# About this task
Beginning with the line where "bbox: forested hillside" appears, repeat every remaining line of the entries exactly, the last line included.

# Extracted material
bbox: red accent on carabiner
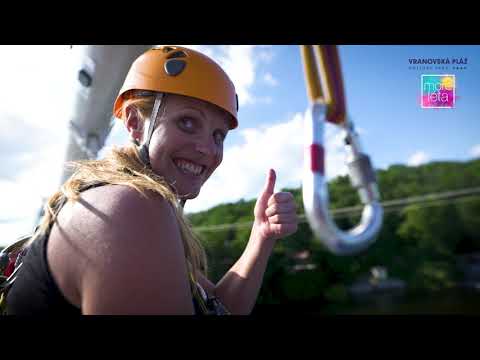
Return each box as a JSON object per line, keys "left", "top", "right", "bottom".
{"left": 310, "top": 144, "right": 324, "bottom": 174}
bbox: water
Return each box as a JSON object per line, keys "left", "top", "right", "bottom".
{"left": 253, "top": 287, "right": 480, "bottom": 315}
{"left": 324, "top": 287, "right": 480, "bottom": 315}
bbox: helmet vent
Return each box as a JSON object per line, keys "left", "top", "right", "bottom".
{"left": 164, "top": 59, "right": 186, "bottom": 76}
{"left": 167, "top": 50, "right": 187, "bottom": 59}
{"left": 162, "top": 46, "right": 176, "bottom": 53}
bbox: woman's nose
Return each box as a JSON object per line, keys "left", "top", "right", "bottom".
{"left": 195, "top": 137, "right": 217, "bottom": 157}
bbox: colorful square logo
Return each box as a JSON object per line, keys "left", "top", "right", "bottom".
{"left": 421, "top": 74, "right": 455, "bottom": 108}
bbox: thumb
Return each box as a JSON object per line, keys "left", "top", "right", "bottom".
{"left": 256, "top": 169, "right": 276, "bottom": 212}
{"left": 263, "top": 168, "right": 276, "bottom": 196}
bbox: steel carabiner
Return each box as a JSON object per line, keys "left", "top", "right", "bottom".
{"left": 300, "top": 45, "right": 383, "bottom": 255}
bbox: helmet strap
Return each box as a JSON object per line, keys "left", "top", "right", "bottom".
{"left": 138, "top": 93, "right": 164, "bottom": 166}
{"left": 136, "top": 93, "right": 188, "bottom": 209}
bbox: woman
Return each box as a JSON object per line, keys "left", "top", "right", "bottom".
{"left": 5, "top": 46, "right": 299, "bottom": 315}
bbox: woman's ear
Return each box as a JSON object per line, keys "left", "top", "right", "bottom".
{"left": 125, "top": 105, "right": 144, "bottom": 143}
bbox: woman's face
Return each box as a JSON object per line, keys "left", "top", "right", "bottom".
{"left": 147, "top": 94, "right": 231, "bottom": 199}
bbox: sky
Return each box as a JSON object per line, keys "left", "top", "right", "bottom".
{"left": 0, "top": 45, "right": 479, "bottom": 247}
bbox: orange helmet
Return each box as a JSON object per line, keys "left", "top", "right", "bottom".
{"left": 113, "top": 45, "right": 238, "bottom": 129}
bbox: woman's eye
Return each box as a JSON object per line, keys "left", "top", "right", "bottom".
{"left": 179, "top": 117, "right": 195, "bottom": 131}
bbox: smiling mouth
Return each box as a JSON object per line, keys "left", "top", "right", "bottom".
{"left": 173, "top": 158, "right": 206, "bottom": 177}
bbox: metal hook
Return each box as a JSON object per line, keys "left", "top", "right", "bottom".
{"left": 300, "top": 45, "right": 383, "bottom": 255}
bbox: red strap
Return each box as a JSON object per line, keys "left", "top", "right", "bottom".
{"left": 310, "top": 144, "right": 325, "bottom": 175}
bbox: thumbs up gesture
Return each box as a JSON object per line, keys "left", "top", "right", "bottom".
{"left": 253, "top": 169, "right": 299, "bottom": 242}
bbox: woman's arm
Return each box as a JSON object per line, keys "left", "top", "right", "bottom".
{"left": 196, "top": 229, "right": 275, "bottom": 315}
{"left": 214, "top": 229, "right": 276, "bottom": 314}
{"left": 198, "top": 169, "right": 298, "bottom": 315}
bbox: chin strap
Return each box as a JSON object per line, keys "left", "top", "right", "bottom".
{"left": 135, "top": 92, "right": 187, "bottom": 209}
{"left": 137, "top": 93, "right": 164, "bottom": 166}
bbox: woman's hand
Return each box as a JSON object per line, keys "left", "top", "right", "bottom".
{"left": 252, "top": 169, "right": 299, "bottom": 243}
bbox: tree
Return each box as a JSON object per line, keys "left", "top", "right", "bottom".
{"left": 187, "top": 158, "right": 480, "bottom": 307}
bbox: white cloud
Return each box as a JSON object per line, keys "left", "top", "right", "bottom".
{"left": 257, "top": 46, "right": 275, "bottom": 63}
{"left": 98, "top": 119, "right": 129, "bottom": 157}
{"left": 186, "top": 111, "right": 348, "bottom": 213}
{"left": 356, "top": 127, "right": 368, "bottom": 135}
{"left": 263, "top": 72, "right": 279, "bottom": 87}
{"left": 0, "top": 46, "right": 78, "bottom": 130}
{"left": 0, "top": 218, "right": 37, "bottom": 248}
{"left": 0, "top": 46, "right": 78, "bottom": 247}
{"left": 469, "top": 144, "right": 480, "bottom": 158}
{"left": 407, "top": 151, "right": 430, "bottom": 166}
{"left": 180, "top": 45, "right": 262, "bottom": 107}
{"left": 0, "top": 177, "right": 43, "bottom": 227}
{"left": 0, "top": 140, "right": 69, "bottom": 247}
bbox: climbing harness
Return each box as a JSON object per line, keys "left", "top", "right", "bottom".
{"left": 0, "top": 234, "right": 31, "bottom": 313}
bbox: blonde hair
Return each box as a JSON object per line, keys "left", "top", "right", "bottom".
{"left": 32, "top": 92, "right": 207, "bottom": 294}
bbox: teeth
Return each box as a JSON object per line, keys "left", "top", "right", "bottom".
{"left": 174, "top": 159, "right": 204, "bottom": 176}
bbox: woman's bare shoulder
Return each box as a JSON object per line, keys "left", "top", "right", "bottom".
{"left": 79, "top": 183, "right": 170, "bottom": 216}
{"left": 50, "top": 184, "right": 194, "bottom": 314}
{"left": 54, "top": 184, "right": 175, "bottom": 256}
{"left": 80, "top": 184, "right": 195, "bottom": 314}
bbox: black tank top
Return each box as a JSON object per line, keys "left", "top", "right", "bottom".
{"left": 6, "top": 228, "right": 81, "bottom": 315}
{"left": 6, "top": 183, "right": 229, "bottom": 315}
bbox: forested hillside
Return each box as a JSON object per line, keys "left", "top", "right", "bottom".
{"left": 188, "top": 159, "right": 480, "bottom": 308}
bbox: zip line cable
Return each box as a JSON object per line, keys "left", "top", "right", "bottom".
{"left": 192, "top": 186, "right": 480, "bottom": 233}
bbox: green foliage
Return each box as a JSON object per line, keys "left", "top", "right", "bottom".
{"left": 188, "top": 159, "right": 480, "bottom": 307}
{"left": 279, "top": 269, "right": 328, "bottom": 302}
{"left": 324, "top": 284, "right": 349, "bottom": 303}
{"left": 455, "top": 198, "right": 480, "bottom": 251}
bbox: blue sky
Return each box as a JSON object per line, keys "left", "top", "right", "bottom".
{"left": 181, "top": 45, "right": 480, "bottom": 216}
{"left": 229, "top": 45, "right": 479, "bottom": 169}
{"left": 338, "top": 45, "right": 480, "bottom": 168}
{"left": 1, "top": 45, "right": 479, "bottom": 246}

# Solution below
bbox: forested hillside
Return each box as a JSON object per line, keys "left", "top", "right", "bottom".
{"left": 188, "top": 159, "right": 480, "bottom": 308}
bbox: zip line cable
Return each box as a JSON object per line, keys "left", "top", "right", "bottom".
{"left": 192, "top": 186, "right": 480, "bottom": 233}
bbox: green foliage
Return each box as a JSON object per line, keys "left", "top", "right", "bottom".
{"left": 188, "top": 159, "right": 480, "bottom": 307}
{"left": 279, "top": 269, "right": 328, "bottom": 302}
{"left": 324, "top": 284, "right": 349, "bottom": 303}
{"left": 455, "top": 198, "right": 480, "bottom": 251}
bbox: blue sky
Return each box as a JSON object per line, keys "left", "top", "right", "bottom".
{"left": 181, "top": 45, "right": 480, "bottom": 216}
{"left": 229, "top": 45, "right": 479, "bottom": 169}
{"left": 338, "top": 45, "right": 480, "bottom": 168}
{"left": 1, "top": 45, "right": 479, "bottom": 246}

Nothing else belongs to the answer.